Text section:
◇ ◇ ◇ ◇ ◇ ◇ ◇

[IP] Taking Spying to Higher Level, Agencies Look for More Ways to Mine Data,By JOHN MARKOFF

Dave Farber dave at farber.net
Sat Feb 25 09:31:22 PST 2006

The New York Times

February 25, 2006
Taking Spying to Higher Level, Agencies Look for More Ways to Mine Data

PALO ALTO, Calif., Feb. 23 b A small group of National Security Agency
officials slipped into Silicon Valley on one of the agency's periodic
technology shopping expeditions this month.

On the wish list, according to several venture capitalists who met with
the officials, were an array of technologies that underlie the fierce
debate over the Bush administration's anti-terrorist eavesdropping
program: computerized systems that reveal connections between seemingly
innocuous and unrelated pieces of information.

The tools they were looking for are new, but their application would
fall under the well-established practice of data mining: using
mathematical and statistical techniques to scan for hidden relationships
in streams of digital data or large databases.

◇ ◇ ◇ ◇ ◇ ◇ ◇

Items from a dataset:
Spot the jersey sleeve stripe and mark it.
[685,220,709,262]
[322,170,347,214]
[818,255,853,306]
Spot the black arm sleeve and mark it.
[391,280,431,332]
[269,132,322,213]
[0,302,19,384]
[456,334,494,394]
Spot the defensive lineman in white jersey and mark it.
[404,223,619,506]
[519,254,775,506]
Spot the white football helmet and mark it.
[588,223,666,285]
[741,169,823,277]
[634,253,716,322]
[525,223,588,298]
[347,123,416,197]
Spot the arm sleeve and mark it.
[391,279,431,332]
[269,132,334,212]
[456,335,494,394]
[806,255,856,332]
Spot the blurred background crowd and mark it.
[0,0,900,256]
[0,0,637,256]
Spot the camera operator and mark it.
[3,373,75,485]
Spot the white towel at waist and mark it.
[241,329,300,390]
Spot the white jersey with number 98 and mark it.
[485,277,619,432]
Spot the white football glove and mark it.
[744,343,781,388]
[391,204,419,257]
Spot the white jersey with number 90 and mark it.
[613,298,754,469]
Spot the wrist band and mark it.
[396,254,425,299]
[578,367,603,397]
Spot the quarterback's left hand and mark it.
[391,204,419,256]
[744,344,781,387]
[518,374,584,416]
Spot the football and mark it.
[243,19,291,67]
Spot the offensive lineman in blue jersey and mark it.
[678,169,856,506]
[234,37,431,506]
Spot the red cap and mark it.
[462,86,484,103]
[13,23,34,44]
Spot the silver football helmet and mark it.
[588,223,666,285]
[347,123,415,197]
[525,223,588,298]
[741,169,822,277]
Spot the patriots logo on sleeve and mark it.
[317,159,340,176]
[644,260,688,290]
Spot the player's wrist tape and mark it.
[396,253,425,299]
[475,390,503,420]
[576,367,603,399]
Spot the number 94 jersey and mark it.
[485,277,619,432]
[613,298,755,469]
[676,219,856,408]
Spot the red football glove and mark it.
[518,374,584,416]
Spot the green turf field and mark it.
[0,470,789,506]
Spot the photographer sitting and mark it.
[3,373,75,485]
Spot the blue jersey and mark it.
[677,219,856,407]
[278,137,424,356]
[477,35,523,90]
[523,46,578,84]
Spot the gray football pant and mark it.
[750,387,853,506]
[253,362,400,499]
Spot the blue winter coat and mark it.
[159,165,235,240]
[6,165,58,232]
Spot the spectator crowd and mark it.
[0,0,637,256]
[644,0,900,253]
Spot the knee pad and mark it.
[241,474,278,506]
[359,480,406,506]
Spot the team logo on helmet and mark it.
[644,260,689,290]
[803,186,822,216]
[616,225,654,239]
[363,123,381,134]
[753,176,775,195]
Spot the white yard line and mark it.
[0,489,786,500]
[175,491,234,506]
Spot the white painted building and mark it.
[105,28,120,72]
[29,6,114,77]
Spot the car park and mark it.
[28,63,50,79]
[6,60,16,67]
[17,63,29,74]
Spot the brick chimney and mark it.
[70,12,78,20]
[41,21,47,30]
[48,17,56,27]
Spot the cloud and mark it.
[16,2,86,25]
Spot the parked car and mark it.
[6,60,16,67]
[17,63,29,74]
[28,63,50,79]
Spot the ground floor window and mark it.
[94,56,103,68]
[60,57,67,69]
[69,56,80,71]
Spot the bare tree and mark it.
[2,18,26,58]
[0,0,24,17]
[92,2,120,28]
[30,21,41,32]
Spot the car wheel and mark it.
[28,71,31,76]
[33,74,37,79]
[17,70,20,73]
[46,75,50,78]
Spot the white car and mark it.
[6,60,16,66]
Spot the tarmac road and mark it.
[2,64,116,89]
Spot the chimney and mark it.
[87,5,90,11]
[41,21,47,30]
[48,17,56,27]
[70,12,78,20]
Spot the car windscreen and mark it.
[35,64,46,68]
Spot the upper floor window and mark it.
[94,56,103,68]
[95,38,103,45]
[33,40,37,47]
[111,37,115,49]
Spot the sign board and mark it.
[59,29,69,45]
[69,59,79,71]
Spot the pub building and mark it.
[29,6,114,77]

◇ ◇ ◇ ◇ ◇ ◇ ◇

Work to complete:
a. Please return the passage of the data-mining article word for word, beginning at the words "February 25, 2006" and stopping after "expeditions this month.".
b. List every date that appears in the data-mining article, written as it appears there.

Solution set:
a.
February 25, 2006
Taking Spying to Higher Level, Agencies Look for More Ways to Mine Data

PALO ALTO, Calif., Feb. 23 b A small group of National Security Agency
officials slipped into Silicon Valley on one of the agency's periodic
technology shopping expeditions this month.

b.
Sat Feb 25 09:31:22 PST 2006
February 25, 2006
Feb. 23